▼

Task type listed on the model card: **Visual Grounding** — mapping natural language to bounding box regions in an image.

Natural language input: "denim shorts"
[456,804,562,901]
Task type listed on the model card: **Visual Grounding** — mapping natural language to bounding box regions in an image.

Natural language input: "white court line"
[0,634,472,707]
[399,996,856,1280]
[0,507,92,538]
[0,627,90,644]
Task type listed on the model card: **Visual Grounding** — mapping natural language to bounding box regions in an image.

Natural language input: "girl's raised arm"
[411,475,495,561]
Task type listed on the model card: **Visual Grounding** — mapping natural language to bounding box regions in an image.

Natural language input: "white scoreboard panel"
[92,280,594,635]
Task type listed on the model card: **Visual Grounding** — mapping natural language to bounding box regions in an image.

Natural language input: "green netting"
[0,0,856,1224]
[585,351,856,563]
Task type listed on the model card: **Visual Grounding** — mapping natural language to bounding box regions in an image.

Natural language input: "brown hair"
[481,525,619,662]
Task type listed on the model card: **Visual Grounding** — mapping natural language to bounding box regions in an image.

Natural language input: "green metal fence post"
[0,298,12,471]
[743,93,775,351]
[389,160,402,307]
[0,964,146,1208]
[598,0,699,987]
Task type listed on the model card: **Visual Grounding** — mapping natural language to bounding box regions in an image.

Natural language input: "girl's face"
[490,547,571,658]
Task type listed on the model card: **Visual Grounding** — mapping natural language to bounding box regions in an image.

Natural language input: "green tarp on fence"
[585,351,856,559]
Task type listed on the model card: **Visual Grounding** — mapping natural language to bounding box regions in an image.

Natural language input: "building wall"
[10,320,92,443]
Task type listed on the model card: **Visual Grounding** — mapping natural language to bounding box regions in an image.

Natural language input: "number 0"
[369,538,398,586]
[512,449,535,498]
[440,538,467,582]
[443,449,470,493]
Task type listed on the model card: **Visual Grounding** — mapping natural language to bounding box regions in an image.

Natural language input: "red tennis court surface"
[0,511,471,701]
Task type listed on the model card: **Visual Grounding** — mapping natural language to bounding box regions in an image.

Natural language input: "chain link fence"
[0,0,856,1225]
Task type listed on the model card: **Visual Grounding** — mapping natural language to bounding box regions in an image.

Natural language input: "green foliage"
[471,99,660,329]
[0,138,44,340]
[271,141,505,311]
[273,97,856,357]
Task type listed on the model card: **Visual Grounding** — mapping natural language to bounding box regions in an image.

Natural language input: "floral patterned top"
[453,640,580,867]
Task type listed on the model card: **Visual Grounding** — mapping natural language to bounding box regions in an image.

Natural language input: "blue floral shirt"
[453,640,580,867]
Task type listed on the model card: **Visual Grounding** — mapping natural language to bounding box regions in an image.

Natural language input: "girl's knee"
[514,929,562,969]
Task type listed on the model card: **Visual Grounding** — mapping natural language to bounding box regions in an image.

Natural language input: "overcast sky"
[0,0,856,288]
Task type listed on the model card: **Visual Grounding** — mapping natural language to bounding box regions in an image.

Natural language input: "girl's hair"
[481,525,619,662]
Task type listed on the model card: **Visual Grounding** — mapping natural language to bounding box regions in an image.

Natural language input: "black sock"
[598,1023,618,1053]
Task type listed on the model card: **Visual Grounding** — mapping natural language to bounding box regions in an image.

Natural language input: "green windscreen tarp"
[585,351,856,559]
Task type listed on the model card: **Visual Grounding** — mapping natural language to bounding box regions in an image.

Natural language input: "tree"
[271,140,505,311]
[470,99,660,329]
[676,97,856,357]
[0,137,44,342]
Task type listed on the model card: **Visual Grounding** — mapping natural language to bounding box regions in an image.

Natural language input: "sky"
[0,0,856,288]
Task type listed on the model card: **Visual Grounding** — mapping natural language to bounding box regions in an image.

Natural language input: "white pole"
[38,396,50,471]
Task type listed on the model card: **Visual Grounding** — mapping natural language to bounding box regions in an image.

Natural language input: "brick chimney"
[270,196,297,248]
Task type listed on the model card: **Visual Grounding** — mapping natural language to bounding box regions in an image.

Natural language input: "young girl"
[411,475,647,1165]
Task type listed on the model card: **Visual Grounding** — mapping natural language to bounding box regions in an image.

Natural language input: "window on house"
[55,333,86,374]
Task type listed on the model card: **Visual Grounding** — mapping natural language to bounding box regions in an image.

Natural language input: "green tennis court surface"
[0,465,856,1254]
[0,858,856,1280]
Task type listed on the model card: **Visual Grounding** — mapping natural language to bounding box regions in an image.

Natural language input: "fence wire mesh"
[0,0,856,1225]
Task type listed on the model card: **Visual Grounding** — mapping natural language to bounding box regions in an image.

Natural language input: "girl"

▲

- Do this -
Rewrite all of the material above as a numbered list, one line per item, and leave out the blank lines.

- Answer -
1. Task type listed on the model card: **Visual Grounding** — mapping natural language to bounding box regions in an image.
2. Natural language input: "denim shorts"
3. [456,804,562,901]
4. Task type listed on the model card: **Visual Grounding** — mapping natural language to bounding box regions in an image.
5. Natural language input: "white court line"
6. [0,634,472,707]
7. [399,996,856,1280]
8. [0,507,92,538]
9. [0,627,90,644]
10. Task type listed on the model card: **Visual Grounding** — mapping natural language to bounding box regions in an image.
11. Natural language input: "girl's raised arm"
12. [411,475,495,561]
13. Task type listed on the model card: **Visual Grounding** — mapping natural language to bounding box regions in an image.
14. Natural language input: "white scoreboard panel"
15. [92,280,594,635]
16. Task type listed on the model card: **Visual Grounding** — mapping natural language to bounding box regions in an image.
17. Natural language input: "green netting"
18. [0,0,856,1224]
19. [585,351,856,563]
20. Task type listed on the model card: **Visual Grounding** — mapping natural language to bounding box regions in an image.
21. Natural language input: "brown hair"
22. [481,525,619,662]
23. Task type listed on the model card: **Visual Grounding** — mapping natural language to bounding box regions in an image.
24. Natural language input: "green metal fence post"
25. [0,298,12,471]
26. [743,93,775,351]
27. [389,160,402,307]
28. [0,964,146,1208]
29. [598,0,699,987]
30. Task type listed on the model card: **Visual Grounding** — mapping natural language to bounding box regions in an image.
31. Natural language input: "girl's face"
32. [490,547,571,658]
33. Task type listed on the model card: **Visual Grounding** — mapping natural language to bounding box regions in an image.
34. Natural language input: "green tarp on fence"
35. [585,351,856,559]
36. Task type listed on the model card: **Visual Grounding** — mapping natural language to bounding box regions in an image.
37. Natural language input: "building wall"
38. [10,320,92,443]
39. Task type listed on the model card: **Visual Grounding** — mapping natural language to bounding box regions in an image.
40. Natural language input: "number 0"
41. [369,538,398,586]
42. [512,449,535,498]
43. [440,538,467,582]
44. [443,449,470,493]
45. Task type listed on the model card: **Visual Grounding** — mapping natural language to bounding box regions in an image.
46. Natural language input: "red tennis court surface"
47. [0,511,471,701]
48. Task type listed on the model card: **Visual Grounding** — mapping natural language to bounding box regions in an image.
49. Natural language input: "chain link fence"
50. [0,0,856,1225]
51. Task type listed on the model card: **Visual Grounding** — mapping natural language to bounding box regions in an image.
52. Natural language input: "green foliage"
53. [471,99,660,329]
54. [0,138,44,340]
55. [271,141,505,311]
56. [273,97,856,357]
57. Task type listed on the model card: **Visual Grounding** — mapping natural language to bounding box regions in an image.
58. Natural language input: "floral patterned top"
59. [453,640,580,867]
60. Task type listed on the model card: **Visual Grounding** — mapping natural language to bounding box regions in an image.
61. Natural language input: "blue floral shirt"
62. [453,640,580,867]
63. Task type listed on the model card: **Visual Grounding** — mapping natural language to bounding box regions in an image.
64. Natural language input: "girl's knee"
65. [514,929,562,969]
66. Task type listed on the model card: **Visual Grounding** — mapping natural language to bounding box regions in an image.
67. Natural language input: "overcast sky"
68. [0,0,856,288]
69. Task type listed on the model card: **Visual Grounding** — mapping natural language to bounding box regions in an image.
70. Natural language input: "girl's hair"
71. [481,525,619,662]
72. Task type listed on the model card: **Visual Grounding** — mapping natural language to bounding box regions in an image.
73. Natural language input: "black sock"
74. [598,1023,618,1053]
75. Task type listed on the model card: **Visual Grounding** — mapping natural language to bounding box regions in an image.
76. Natural language input: "green windscreen tarp"
77. [585,351,856,559]
78. Task type listed on the model card: **Visual Grounding** — mapping natural language to bounding box regions in an image.
79. Natural language input: "tree"
80. [271,140,505,311]
81. [470,99,660,329]
82. [676,97,856,357]
83. [0,137,44,342]
84. Task type listed on the model card: **Visual Grounding** — mapping natural language to bounding box regions in an image.
85. Natural language input: "sky"
86. [0,0,856,288]
87. Task type listed on the model card: **Visual Grounding** — mapping natural language to bounding box regions in an image.
88. Natural language input: "white pole"
89. [38,396,50,471]
90. Task type listed on the model card: **Visual Grounding** — mapping natural language to bounding box regions in an image.
91. Natural language input: "brick chimney"
92. [270,196,297,248]
93. Task type listed on the model card: **Visual Grounding** — mapping natural language to bounding box regions in an image.
94. Natural language input: "young girl"
95. [411,475,647,1165]
96. Task type listed on the model card: **Visual Grounding** — mapping natural language to bounding box regions in an image.
97. Natural language input: "window on house"
98. [55,333,86,374]
99. Task type listed on the model card: **Visual Grounding** — mapping natural language to bounding box regions in an image.
100. Natural language input: "green tennis court surface"
101. [0,465,856,1254]
102. [0,858,856,1280]
103. Task type listed on the model card: **Visual Grounding** — mapping natural language to bounding box regions in an image.
104. Natural language input: "fence wire mesh"
105. [0,0,856,1225]
106. Task type listed on the model card: **Visual Grounding** — mapping natural language to bounding box regions in an image.
107. Natural language input: "girl"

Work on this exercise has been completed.